------ INPUT MATERIAL ------
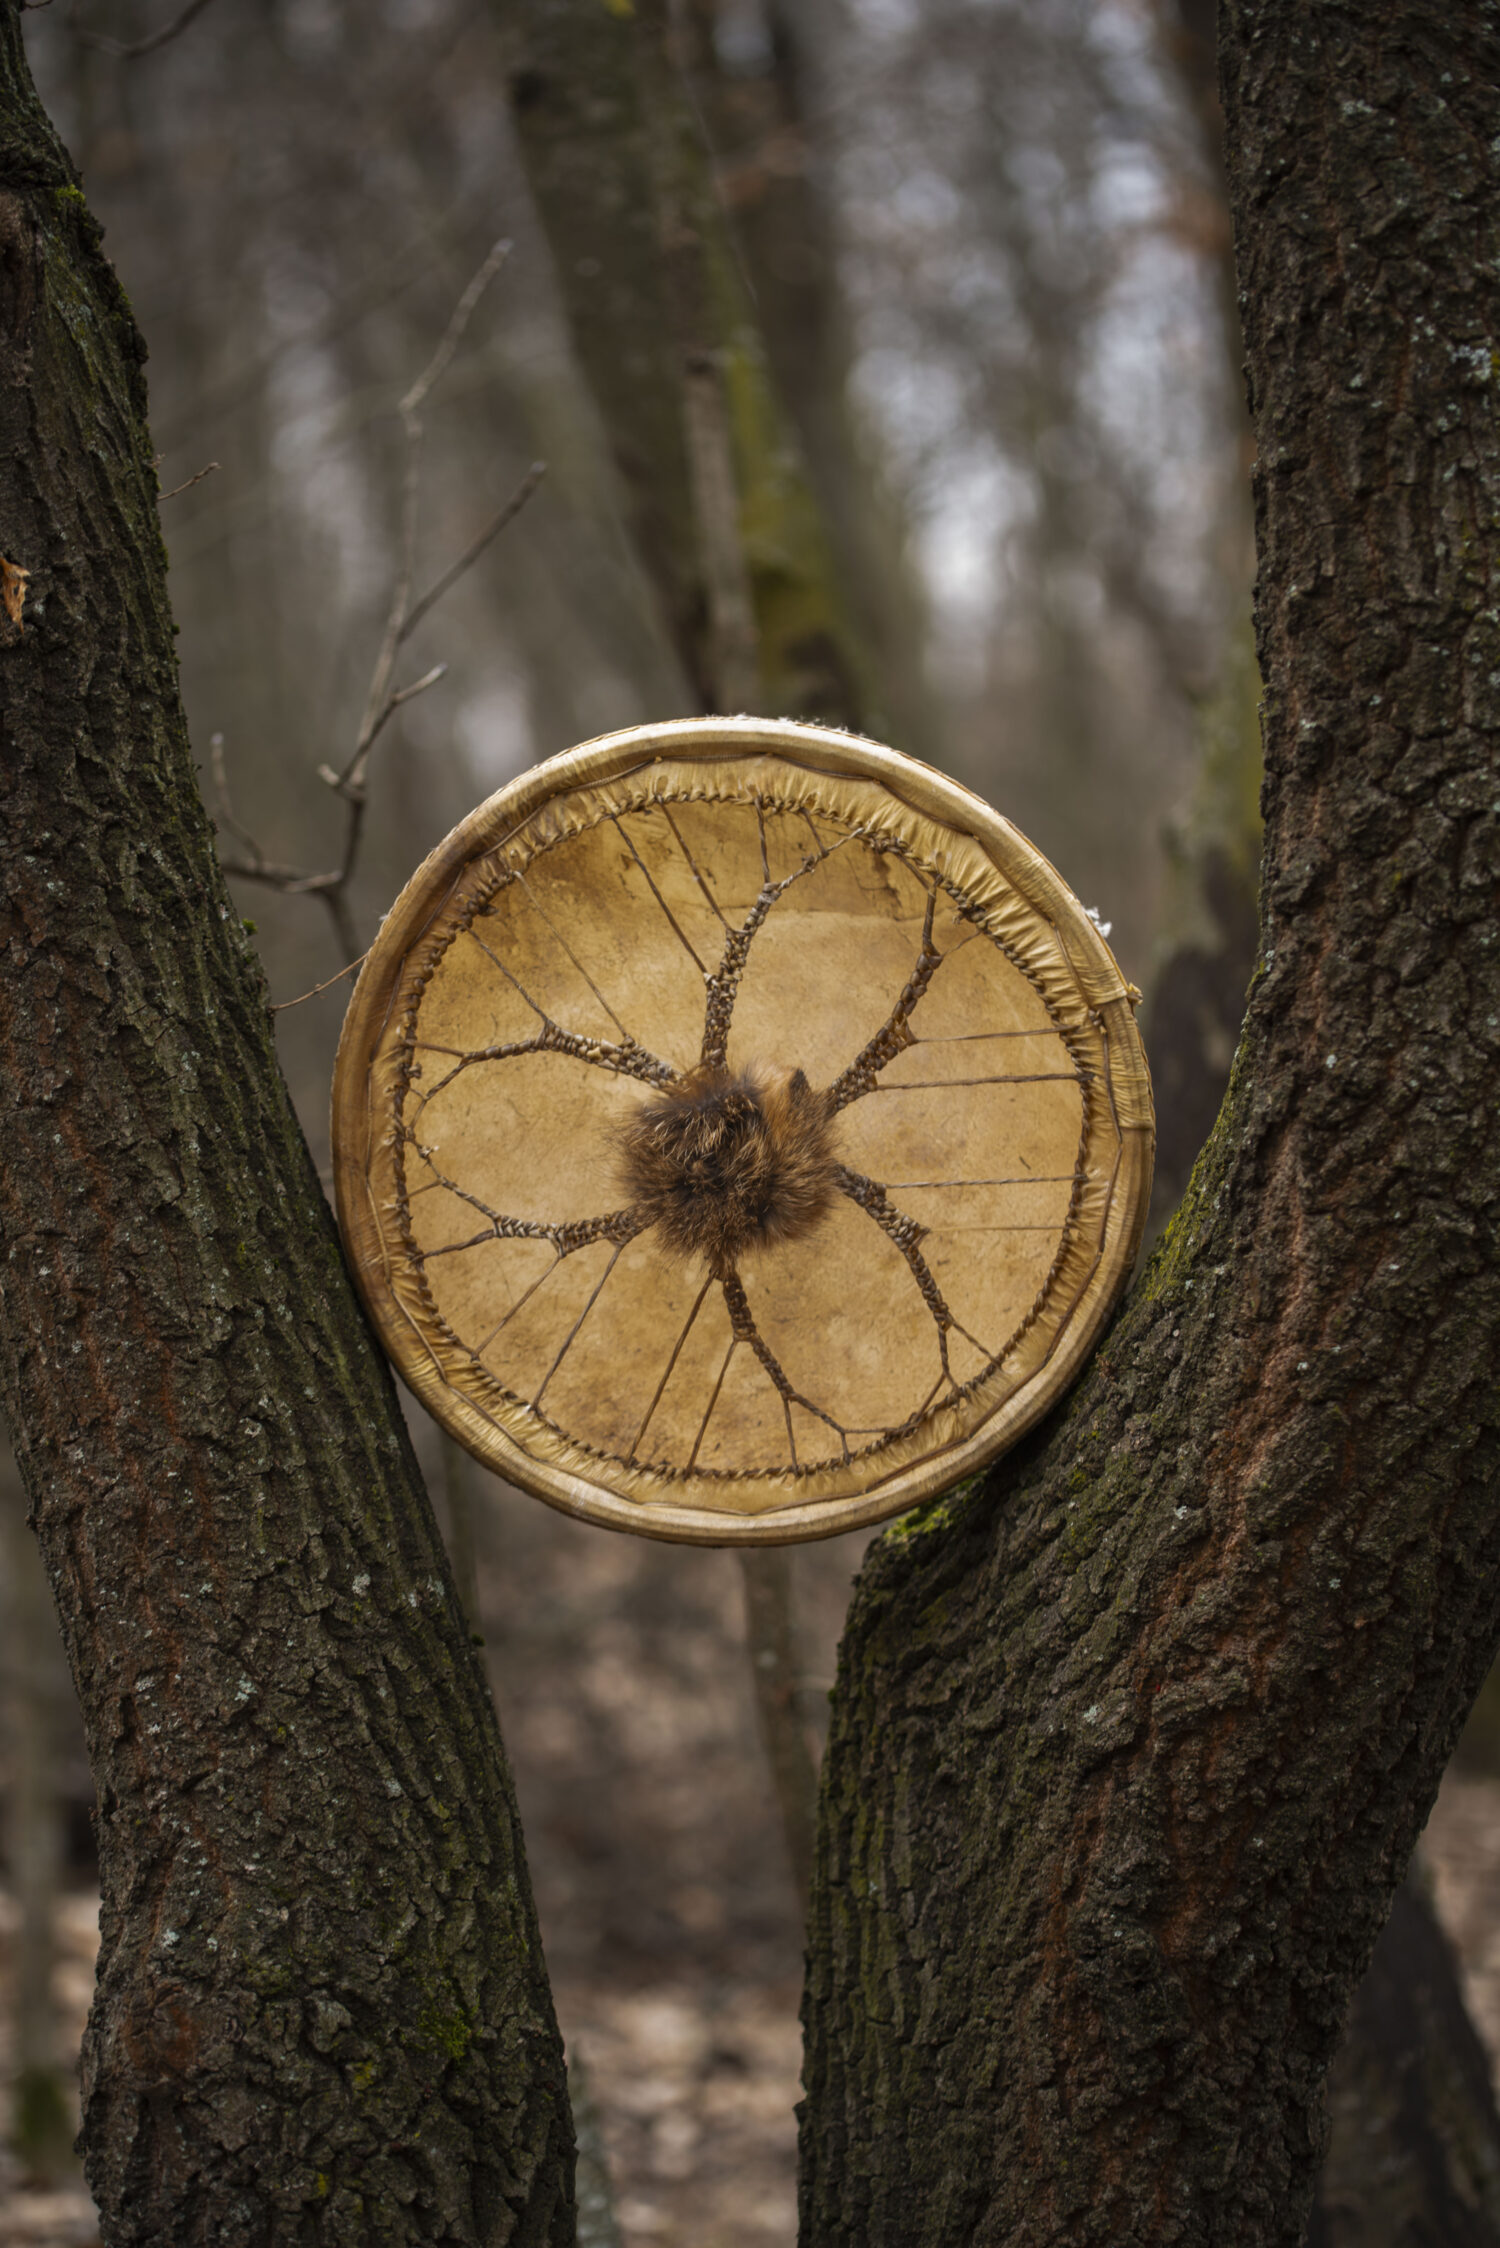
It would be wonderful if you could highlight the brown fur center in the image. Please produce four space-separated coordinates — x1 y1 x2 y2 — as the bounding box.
619 1065 838 1276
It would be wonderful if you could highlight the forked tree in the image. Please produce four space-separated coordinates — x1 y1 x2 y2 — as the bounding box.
1 5 1498 2248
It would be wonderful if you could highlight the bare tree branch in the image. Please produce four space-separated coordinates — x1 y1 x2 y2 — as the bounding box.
76 0 219 60
402 238 512 421
339 239 513 800
211 241 542 981
157 459 219 503
319 662 451 791
400 462 546 648
209 731 266 870
218 856 336 893
270 953 370 1014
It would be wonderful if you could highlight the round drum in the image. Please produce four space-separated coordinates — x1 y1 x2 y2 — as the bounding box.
332 717 1153 1543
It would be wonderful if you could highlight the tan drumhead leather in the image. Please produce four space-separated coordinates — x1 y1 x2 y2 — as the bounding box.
332 718 1153 1543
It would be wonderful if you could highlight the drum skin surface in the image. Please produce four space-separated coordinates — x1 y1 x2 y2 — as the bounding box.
332 717 1154 1544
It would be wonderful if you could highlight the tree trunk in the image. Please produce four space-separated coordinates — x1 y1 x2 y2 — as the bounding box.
677 0 942 767
1147 10 1500 2235
739 1547 820 1913
798 5 1500 2242
0 14 574 2242
507 0 873 730
1311 1869 1500 2247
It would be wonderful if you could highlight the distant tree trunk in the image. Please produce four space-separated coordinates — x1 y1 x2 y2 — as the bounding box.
1145 0 1263 1235
0 13 573 2242
1311 1871 1500 2247
1 1429 76 2185
678 0 942 766
507 0 873 729
739 1545 819 1911
798 6 1500 2243
567 2052 622 2248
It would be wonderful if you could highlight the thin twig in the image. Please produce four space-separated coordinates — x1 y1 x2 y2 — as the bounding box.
158 460 219 503
209 731 266 868
334 238 514 802
401 238 511 423
400 463 546 647
321 883 360 968
329 459 543 803
347 427 422 788
76 0 218 58
319 663 449 790
270 953 369 1013
219 857 316 888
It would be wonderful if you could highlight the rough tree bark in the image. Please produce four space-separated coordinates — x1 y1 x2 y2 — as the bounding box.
799 6 1500 2243
1150 11 1500 2237
0 13 574 2242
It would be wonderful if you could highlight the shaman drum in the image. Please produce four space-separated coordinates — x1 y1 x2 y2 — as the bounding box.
332 717 1153 1543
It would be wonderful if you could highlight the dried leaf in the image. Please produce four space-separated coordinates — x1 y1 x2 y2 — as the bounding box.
1 556 29 633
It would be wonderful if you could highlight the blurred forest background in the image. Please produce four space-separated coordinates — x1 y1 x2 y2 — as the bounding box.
4 2 1500 2244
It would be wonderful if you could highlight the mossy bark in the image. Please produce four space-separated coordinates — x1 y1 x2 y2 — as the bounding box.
0 12 574 2241
798 6 1500 2242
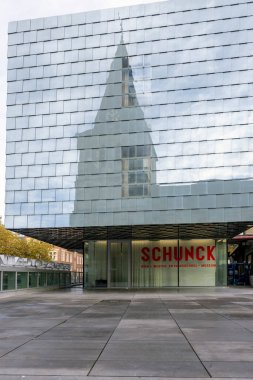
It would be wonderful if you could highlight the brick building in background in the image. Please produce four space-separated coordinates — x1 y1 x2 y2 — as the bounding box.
51 247 83 273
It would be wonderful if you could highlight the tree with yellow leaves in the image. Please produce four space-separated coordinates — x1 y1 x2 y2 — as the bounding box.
0 225 52 261
25 238 52 261
0 225 21 256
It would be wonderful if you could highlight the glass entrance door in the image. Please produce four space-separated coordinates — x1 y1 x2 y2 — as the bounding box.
108 241 130 288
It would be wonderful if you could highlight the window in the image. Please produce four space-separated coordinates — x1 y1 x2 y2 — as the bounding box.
122 57 136 107
122 145 151 197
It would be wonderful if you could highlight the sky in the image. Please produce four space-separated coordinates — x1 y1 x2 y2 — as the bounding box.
0 0 160 222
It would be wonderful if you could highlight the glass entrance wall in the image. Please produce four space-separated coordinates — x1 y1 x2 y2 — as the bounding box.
132 240 178 287
84 239 227 288
179 239 218 286
109 241 129 287
84 240 107 288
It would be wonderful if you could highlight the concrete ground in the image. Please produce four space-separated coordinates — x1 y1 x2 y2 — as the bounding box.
0 287 253 379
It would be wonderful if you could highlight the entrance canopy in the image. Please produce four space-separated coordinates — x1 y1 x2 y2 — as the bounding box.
13 222 250 251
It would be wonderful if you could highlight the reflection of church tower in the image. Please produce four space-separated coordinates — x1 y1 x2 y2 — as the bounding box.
120 47 157 197
71 31 157 223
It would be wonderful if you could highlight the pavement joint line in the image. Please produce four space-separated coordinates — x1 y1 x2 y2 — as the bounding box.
32 299 102 339
0 338 33 360
0 297 101 360
0 377 239 379
86 295 135 376
196 299 253 336
159 296 212 379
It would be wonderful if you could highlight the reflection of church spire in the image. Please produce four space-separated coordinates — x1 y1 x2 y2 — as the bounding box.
119 15 123 34
71 29 157 225
94 25 147 123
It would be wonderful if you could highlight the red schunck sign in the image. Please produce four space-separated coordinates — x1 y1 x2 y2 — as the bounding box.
141 246 216 262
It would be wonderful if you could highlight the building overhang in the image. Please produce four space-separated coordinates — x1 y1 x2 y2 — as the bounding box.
12 222 250 252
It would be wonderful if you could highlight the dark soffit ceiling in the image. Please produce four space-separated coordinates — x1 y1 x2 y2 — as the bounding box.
12 222 251 251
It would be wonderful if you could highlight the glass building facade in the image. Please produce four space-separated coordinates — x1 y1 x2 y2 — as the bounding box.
5 0 253 287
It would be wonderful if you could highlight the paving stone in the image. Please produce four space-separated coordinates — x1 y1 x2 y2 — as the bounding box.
192 341 253 361
204 361 253 378
0 358 94 376
182 327 253 342
118 319 177 327
100 340 198 361
176 320 244 328
90 359 209 377
111 327 185 341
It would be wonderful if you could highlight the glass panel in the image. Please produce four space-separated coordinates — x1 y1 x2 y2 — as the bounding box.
121 146 152 197
122 57 129 68
29 272 38 288
3 272 16 290
84 241 107 288
17 272 28 289
59 272 71 287
215 240 227 286
129 158 143 170
132 240 178 287
110 241 129 288
128 172 136 183
71 272 77 285
59 272 67 287
137 171 149 183
129 184 143 196
66 272 71 286
38 272 47 287
178 239 225 286
53 273 60 285
121 56 136 107
79 272 83 285
47 272 54 286
143 184 149 196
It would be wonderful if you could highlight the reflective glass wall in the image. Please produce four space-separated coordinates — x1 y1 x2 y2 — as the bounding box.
5 0 253 231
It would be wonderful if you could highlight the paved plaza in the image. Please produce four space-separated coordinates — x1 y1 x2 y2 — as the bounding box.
0 287 253 379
------
* **PROBLEM REQUIREMENTS**: In your copy, include no pictures, but set down every record exactly.

* **EXERCISE SOLUTION**:
It would be wonderful if you could highlight the brown fur center in the image. Please produce four space-separated coordinates — x1 y1 x2 y2 — as the bounding box.
619 1065 838 1276
It would be wonderful if you could highlight the forked tree in the image. Please produce four space-separated coordinates — x1 y1 x2 y2 — as the bounding box.
1 5 1498 2248
It would be wonderful if you could highlight the bare tree branch in the image. Please produce four space-separated coordinates — x1 y1 x2 y2 — as the bounding box.
76 0 219 60
402 238 512 421
339 239 513 800
211 241 542 981
157 459 219 503
319 662 451 791
400 462 546 648
209 731 266 870
218 856 336 893
270 953 370 1014
It would be wonderful if you could highlight the round drum in the image. Please produce four space-separated coordinates — x1 y1 x2 y2 — as the bounding box.
332 717 1153 1543
It would be wonderful if you could highlight the tan drumhead leather in the image. Please produce four space-separated coordinates — x1 y1 x2 y2 — as the bounding box.
332 718 1153 1543
It would be wonderful if you could highlight the drum skin surface in the image. Please produce four space-separated coordinates — x1 y1 x2 y2 — as the bounding box.
332 717 1154 1544
It would be wonderful if you could highlight the tree trunk in the image. Please produce four space-separated coordinates — x1 y1 x2 y2 — as the bounding box.
677 0 942 767
1147 10 1500 2235
739 1547 820 1913
798 5 1500 2242
0 14 574 2242
507 0 873 730
1311 1869 1500 2247
It would be wonderful if you could highlight the distant tree trunk in the image. Please produce four space-separated coordinates — x1 y1 x2 y2 — as the bounding box.
1145 0 1263 1235
0 13 573 2242
1311 1871 1500 2247
1 1429 76 2185
678 0 942 766
507 0 873 729
739 1545 819 1911
798 6 1500 2243
567 2052 622 2248
It would be wonderful if you could highlight the thin twig in the image. Please produce four space-separated coordinates — x1 y1 x2 y2 — as the bounding box.
158 460 219 503
209 731 266 868
334 238 514 802
401 238 511 423
400 463 546 647
321 883 360 968
329 459 543 803
347 427 422 788
76 0 218 58
319 663 449 790
270 953 369 1013
219 857 316 888
It would be wonderful if you could highlight the rough tree bark in the image. Please produce four space-separated coordinates — x1 y1 x2 y2 — as the bounding box.
799 6 1500 2243
1150 11 1500 2237
0 13 574 2242
It would be wonderful if you could highlight the shaman drum in the image. Please produce four space-separated coordinates — x1 y1 x2 y2 — as the bounding box.
332 717 1153 1543
It would be wonderful if you could highlight the dried leaf in the image. Please produce four space-separated coordinates — x1 y1 x2 y2 — as the bounding box.
1 556 29 633
It would be wonderful if you could highlight the blurred forest background in the image. Please produce four space-separated coordinates — x1 y1 x2 y2 — as the bounding box.
4 2 1500 2244
It would be wonderful if you could highlight the mossy bark in the image. Please produce four space-separated coordinates — x1 y1 x2 y2 — as the bounding box.
0 12 574 2241
798 6 1500 2242
It would be wonderful if you could highlight the brick building in background in the image. Please produce four space-separated coordinates — x1 y1 x2 y2 — as the bounding box.
51 247 83 273
It would be wonderful if you could highlight the tree with yellow leaves in the image. Please produce four space-separated coordinates — x1 y1 x2 y2 — as the bounding box.
0 225 52 261
25 238 52 261
0 225 21 256
It would be wonderful if you could highlight the glass entrance door in the image. Please produce four space-separated coordinates — x1 y1 x2 y2 — as the bounding box.
108 241 130 288
It would be wonderful if you could highlight the window in the image. Please produce four space-separated coordinates — x1 y1 x2 y2 — as the bounding box.
122 57 136 107
122 145 151 197
It would be wonderful if you could highlight the sky in the image. Please produce four space-separated coordinates — x1 y1 x2 y2 — as the bounding box.
0 0 160 222
It would be wonderful if you could highlight the glass entrance wall in the image. Please produce four space-separated coordinates — x1 y1 x2 y2 — as the bounding box.
132 240 178 287
84 239 227 288
179 239 218 286
109 241 129 287
84 240 107 288
It would be wonderful if you could highlight the concrete ground in the image. Please produce four space-separated coordinates — x1 y1 x2 y2 — as the bounding box.
0 287 253 379
It would be wonderful if you could highlight the entrance canopy in the image. Please produce four space-separated coordinates — x1 y1 x2 y2 — as the bounding box.
13 222 250 251
It would be wonderful if you could highlight the reflection of church tower in the image. Please produce four space-separated coordinates — x1 y1 x2 y2 — as the bounding box.
120 47 157 197
71 31 157 223
It would be wonderful if you could highlight the pavement joint line in the image. Please produce four space-separated coordinates — x1 y1 x2 y2 — as the bounding box.
32 299 102 339
0 338 33 360
0 297 101 360
0 377 239 379
86 295 135 376
196 299 253 336
159 296 212 379
It would be wonderful if you could highlight the reflection of church spire in the image. Please produce four space-separated coordinates — x1 y1 x2 y2 — as the bounding box.
119 15 123 34
71 29 157 225
94 25 147 123
It would be wonderful if you could highlight the red schunck sign in the image. Please produce four space-separated coordinates — x1 y1 x2 y2 — as the bounding box.
141 246 216 262
It would be wonderful if you could highlight the building overhang in the image. Please produce four space-separated coordinates — x1 y1 x2 y2 — as the bounding box.
12 222 250 252
It would be wonderful if you could highlight the dark soffit ceiling in the image. Please produce four space-separated coordinates — x1 y1 x2 y2 — as the bounding box.
12 222 251 251
It would be wonderful if you could highlight the glass building facade in the image. Please produce four space-separated coordinates — x1 y1 x2 y2 — as the bounding box.
5 0 253 287
It would be wonderful if you could highlight the paving stone in the image. Please produce four space-separated coordinates — x1 y1 x2 y2 — as the bounding box.
192 341 253 361
204 361 253 378
0 358 94 376
182 327 253 342
118 319 177 327
100 340 198 361
176 320 244 328
90 359 209 377
111 327 185 341
It would be wonderful if you could highlight the glass panel in the image. Please produce four space-separated coordinates — x1 y1 x2 y2 — as the bounding box.
121 146 152 197
122 57 129 68
29 272 38 288
3 272 16 290
84 241 107 288
17 272 28 289
59 272 71 287
215 240 227 286
129 158 143 170
132 240 178 287
110 241 129 288
128 172 136 183
71 272 77 285
59 272 67 287
137 171 149 183
129 184 143 196
66 272 71 286
38 272 47 287
178 239 225 286
53 273 60 285
121 56 136 107
79 272 83 285
47 272 54 286
143 184 149 196
It would be wonderful if you could highlight the reflective glass wall in the image. Please produce four space-separated coordinates — x1 y1 x2 y2 — as the bounding box.
5 0 253 231
It would be wonderful if you could highlight the paved plaza in the image. Please produce four space-separated coordinates — x1 y1 x2 y2 — as the bounding box.
0 287 253 379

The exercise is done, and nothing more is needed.